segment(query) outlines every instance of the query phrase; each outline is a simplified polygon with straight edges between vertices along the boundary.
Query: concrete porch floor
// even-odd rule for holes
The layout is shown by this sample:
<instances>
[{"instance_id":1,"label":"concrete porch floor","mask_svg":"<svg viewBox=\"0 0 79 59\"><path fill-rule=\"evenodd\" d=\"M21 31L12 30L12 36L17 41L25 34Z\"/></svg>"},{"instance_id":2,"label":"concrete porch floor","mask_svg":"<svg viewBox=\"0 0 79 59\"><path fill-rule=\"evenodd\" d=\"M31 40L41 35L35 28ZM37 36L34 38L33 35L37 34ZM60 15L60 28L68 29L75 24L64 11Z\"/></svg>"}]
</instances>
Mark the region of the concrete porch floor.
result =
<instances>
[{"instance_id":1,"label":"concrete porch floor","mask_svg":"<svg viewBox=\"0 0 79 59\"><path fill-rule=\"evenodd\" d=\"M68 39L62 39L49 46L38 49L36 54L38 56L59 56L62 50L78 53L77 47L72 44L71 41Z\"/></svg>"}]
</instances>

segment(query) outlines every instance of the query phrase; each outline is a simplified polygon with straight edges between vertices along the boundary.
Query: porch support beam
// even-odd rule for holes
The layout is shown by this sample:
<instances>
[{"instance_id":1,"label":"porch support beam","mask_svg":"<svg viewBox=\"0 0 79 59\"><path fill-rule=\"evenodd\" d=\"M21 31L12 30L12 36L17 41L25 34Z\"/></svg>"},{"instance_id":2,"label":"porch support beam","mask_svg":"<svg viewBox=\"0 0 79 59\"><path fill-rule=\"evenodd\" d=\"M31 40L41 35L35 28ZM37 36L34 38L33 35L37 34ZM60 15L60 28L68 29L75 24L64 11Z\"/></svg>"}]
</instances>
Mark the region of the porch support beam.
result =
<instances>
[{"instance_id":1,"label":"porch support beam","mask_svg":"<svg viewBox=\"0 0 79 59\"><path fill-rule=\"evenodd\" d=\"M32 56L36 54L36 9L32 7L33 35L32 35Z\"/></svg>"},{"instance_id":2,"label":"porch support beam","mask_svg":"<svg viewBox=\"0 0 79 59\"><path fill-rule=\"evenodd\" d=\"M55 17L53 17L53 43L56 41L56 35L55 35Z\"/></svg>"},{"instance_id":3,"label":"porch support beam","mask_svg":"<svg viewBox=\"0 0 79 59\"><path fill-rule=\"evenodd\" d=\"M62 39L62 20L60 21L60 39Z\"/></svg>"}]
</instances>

● TASK OBJECTIVE
Locate every line in the records containing the string "concrete" and copy each of those lines in full.

● COMPLETE RESPONSE
Query: concrete porch floor
[{"instance_id":1,"label":"concrete porch floor","mask_svg":"<svg viewBox=\"0 0 79 59\"><path fill-rule=\"evenodd\" d=\"M21 31L12 30L12 36L17 41L25 34Z\"/></svg>"},{"instance_id":2,"label":"concrete porch floor","mask_svg":"<svg viewBox=\"0 0 79 59\"><path fill-rule=\"evenodd\" d=\"M31 40L41 35L35 28ZM37 36L34 38L33 35L37 34ZM60 15L60 28L68 29L75 24L64 11Z\"/></svg>"}]
Mark the region of the concrete porch floor.
[{"instance_id":1,"label":"concrete porch floor","mask_svg":"<svg viewBox=\"0 0 79 59\"><path fill-rule=\"evenodd\" d=\"M68 39L62 39L49 46L38 49L36 54L38 56L59 56L62 50L78 53L77 47L72 44L71 41Z\"/></svg>"}]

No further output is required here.